Yesterday afternoon,
Joseph Griffin, a lawyer for the National Labor Relations Board,
began submitting evidence to support the board's complaints concerning
several instances of unilateral changes in working conditions. Griffin's
evidence was frequently challenged as hearsay by the Journal's other
lawyer, Lincoln
D. Almond, the governor's son. The judge frequently agreed with
Almond.
Under questioning
by Perras, Guild Administrator Tim Schick yesterday morning testified
that the Guild had begun planning a consumer boycott to put economic
pressure on the company. But he said the Guild has not yet started
the boycott.
Perras's questioning
pertained to two major charges that the company faces: that the
Journal threatened to reduce its wage offer if the Guild persisted
in the boycott, and that it later did reduce the offer when the
Guild's boycott preparations continued. The NLRB alleges that the
company's actions, communicated in letters to Guild members, constituted
"regressive bargaining," which is illegal.
Perras tried
to enter into evidence a letter that the Guild had received from
the International Longshoremen's Union last summer. The union, which
had been asked to sign cards pledging to cancel their Journal subscriptions
if the Guild called a boycott, took it a step further and said its
members would stop buying the paper right away.
NLRB lawyer
Elizabeth Vorro objected, arguing that the letter was irrelevant
to the case, because the Guild received it several months after
the company withdrew its wage offer.
Perras said
he was trying to establish that the Guild's boycott efforts had
had an economic impact on the Journal.

→ RECORDED INFORMATION:
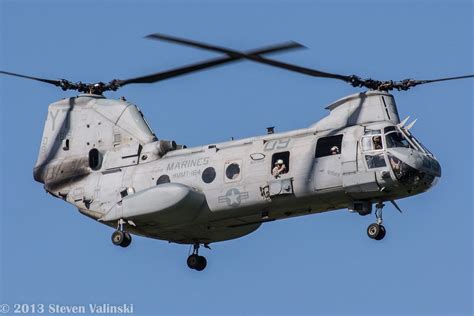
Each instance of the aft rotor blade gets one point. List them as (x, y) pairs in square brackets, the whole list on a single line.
[(254, 57), (206, 64), (53, 82)]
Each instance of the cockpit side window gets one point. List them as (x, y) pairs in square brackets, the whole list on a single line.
[(371, 143), (396, 139)]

→ TASK TO COMPLETE: From the news excerpt on the NLRB case against the Journal above, reproduce verbatim the stretch from "Perras tried" through "paper right away.".

→ ANSWER TO THE PROBLEM:
Perras tried
to enter into evidence a letter that the Guild had received from
the International Longshoremen's Union last summer. The union, which
had been asked to sign cards pledging to cancel their Journal subscriptions
if the Guild called a boycott, took it a step further and said its
members would stop buying the paper right away.